### Kutipan Pilihan
────────────────

"Satpam-satpam" Siber yang Bakal Jadi Rebutan
RUU Perlindungan Data Pribadi mengatur pengelola data harus memiliki data protection officer (DPO). Maka, tak lama setelah RUU itu disahkan, akan dibutuhkan banyak DPO di Indonesia.
Keberadaan petugas penjaga data warga atau data protection officer (DPO) bakal menjadi keniscayaan tatkala kelak Rancangan Undang-Undang Perlindungan Data Pribadi disahkan. Mereka ibarat "satpam" yang menjaga agar data pribadi masyarakat yang dikelola lembaga, tidak bocor.
Namun, menjaga data pribadi bukan hal mudah. Director of Cyber Security di BDO Indonesia, M Novel Ariyadi, merasakan harus siaga 24 jam demi kepastian data-data pribadi yang dikelola puluhan kliennya tidak bocor. Perusahan telekomunikasi dan perbankan baik di dalam dan luar negeri memercayakan keamanan data pribadi penggunanya di bawah tim yang dipimpin Novel.
BDO (Binder Dijker Otte) adalah kantor akuntan publik internasional dan konsultan manajemen yang berkantor pusat di Belgia. Di lembaga ini, ia berperan sebagai pihak yang mengembangkan dan menjalankan sistem pengamanan informasi untuk meningkatkan ketahanan terhadap serangan siber, risiko siber, dan krisis siber.
“Pendek kata, saya ini satpam. Bedanya, kalau di dunia nyata saya menyiapkan pengamanan dengan membawa gembok, atau kunci brankas, untuk melindungi aset penting perusahaan. Tetapi, di dunia siber, saya membentengi manajemen pengelolaan informasi dan data itu dengan perangkat lunak. Fungsinya pada dasarnya mengamankan sistem agar data-data penting tidak diterobos,” tuturnya dalam wawancara daring dari Jakarta, Minggu (21/3/2021).
Dengan tim yang relatif besar, dan berbagai jenis ancaman yang mungkin dihadapi, Novel dan timnya harus bekerja presisi. Kebocoran data bisa dikenai saksi denda empat persen dari penerimaan perusahaan. BDO menyediakan DPO seperti Novel karena perusahaan itu mengacu pada ketentuan General Data Protection Regulation (GDPR) di Uni Eropa.
Baca juga: Dunia Digital dan Keamanan Data Pribadi
Untuk mencari orang-orang dengan peran sebagai penjaga data pribadi (DPO), menurut Novel tidak mudah. Di Indonesia, strata satu jurusan keamanan siber masih terbatas. Jika mengacu pada GDPR Uni Eropa, setidaknya satu perusahaan cukup satu DPO. Namun, ia harus dilengkapi tiga kompetensi, yakni teknologi, hukum, dan industri spesifiknya. Namun, jika tidak memungkinkan, perusahaan bisa merekrut tiga orang dalam satu tim dengan masing-masing memiliki kompetensi itu.

────────────────

### Informasi Terekstraksi
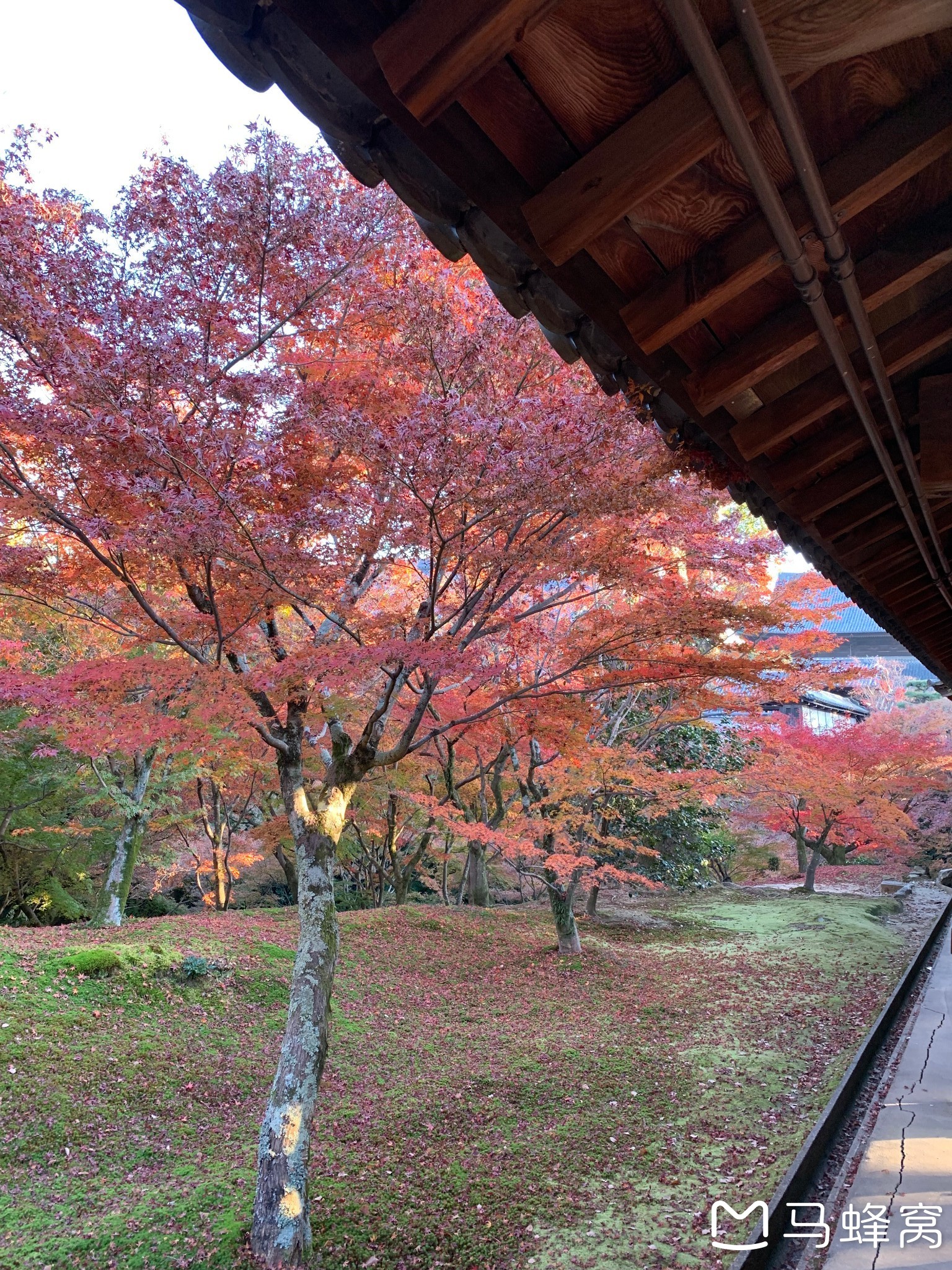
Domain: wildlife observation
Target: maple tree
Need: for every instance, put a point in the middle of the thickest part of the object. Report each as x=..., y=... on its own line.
x=840, y=789
x=338, y=504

────────────────

### Tujuan
a. Ketik ulang tanpa perubahan bagian artikel tentang penjaga data pribadi yang dibuka dengan kata-kata yang memuat "BDO (Binder Dijker" dan ditutup dengan "Jakarta, Minggu (21/3/2021).".
b. Lanjutkan artikel tentang penjaga data pribadi dari tempat teksnya berhenti.
Materi ini tidak ada hubungannya dengan artikel tentang penjaga data pribadi.

### Hasil
a.
BDO (Binder Dijker Otte) adalah kantor akuntan publik internasional dan konsultan manajemen yang berkantor pusat di Belgia. Di lembaga ini, ia berperan sebagai pihak yang mengembangkan dan menjalankan sistem pengamanan informasi untuk meningkatkan ketahanan terhadap serangan siber, risiko siber, dan krisis siber.
“Pendek kata, saya ini satpam. Bedanya, kalau di dunia nyata saya menyiapkan pengamanan dengan membawa gembok, atau kunci brankas, untuk melindungi aset penting perusahaan. Tetapi, di dunia siber, saya membentengi manajemen pengelolaan informasi dan data itu dengan perangkat lunak. Fungsinya pada dasarnya mengamankan sistem agar data-data penting tidak diterobos,” tuturnya dalam wawancara daring dari Jakarta, Minggu (21/3/2021).

b.
“Karena bukan hal mudah mencari satu orang dengan multidisiplin. Orang hukum saja tidak cukup. Dia harus melek teknologi. Karena yang paling sering terjadi itu kebocoran dalam format digital. Kalau sudah sengketa, kan, membicarakan soal bukti. Nah, apakah orang hukumnya mengerti digital forensics? Enggak bisa juga orang teknis sendiri, karena bisa-bisa aspek dimensi hukumnya enggak mengerti. Kalau kompetensi industri spesifik, ini harus ada karena tantangan setiap sektor industri berbeda-beda,” katanya.
Hasan Addahroni (41), IT Security Officer di SpiderLabs Trustware, yang berbasis di Australia, bertutur, perlindungan data adalah keniscayaan. Di Australia, misalnya, peningkatan layanan aplikasi harus melalui pengecekan lebih dulu, dan itulah yang di tekuni. Selama enam tahun di Australia, ia bertugas mengecek adakah kelemahan pada sistem informasi atau perangkat lunak di aplikasi baru tersebut.
“Kami bekerja seperti hacker, yakni masuk ke sistem aplikasi itu. Kami meretas sistem itu dan melihat apakah kami bisa membobol data pribadi aplikasi itu. Jika ternyata dapat dibobol, kami laporkan kelemahan itu kepada klien, supaya itu diperbaiki,” ucapnya dihubungi dari Jakarta.
Jadi kebutuhan
Di Pasal 45 Ayat (1) RUU Perlindungan Data Pribadi (PDP) disebutkan; “Dalam hal tertentu Pengendali Data Pribadi dan Prosesor Data Pribadi wajib menunjuk seorang pejabat atau petugas yang melaksanakan fungsi pelindungan Data Pribadi.”
Maka, tak lama setelah RUU itu disahkan, akan dibutuhkan banyak DPO di Indonesia. Draf RUU PDP memberi waktu dua tahun setelah pengesahan sebelum ketentuan di UU itu mengikat, termasuk soal DPO.
Sejumlah perusahaan dan instansi pemerintah di pusat sudah mulai menyiapkan DPO.
Chief Public Policy and Government Go-Jek Shinto Nugroho dalam diskusi daring pekan lalu menceritakan usaha institusinya untuk membangun DPO sebagai upaya berkelanjutan. “Bayangkan untuk chief information security officer, kami merekrut insinyur yang pernah bekerja di NASA (National Aeronautics and Space Administration). Karena kalau roketnya saja tidak bocor, kami harapkan demikian juga dalam pengelolaan data kami,” kata Shinto.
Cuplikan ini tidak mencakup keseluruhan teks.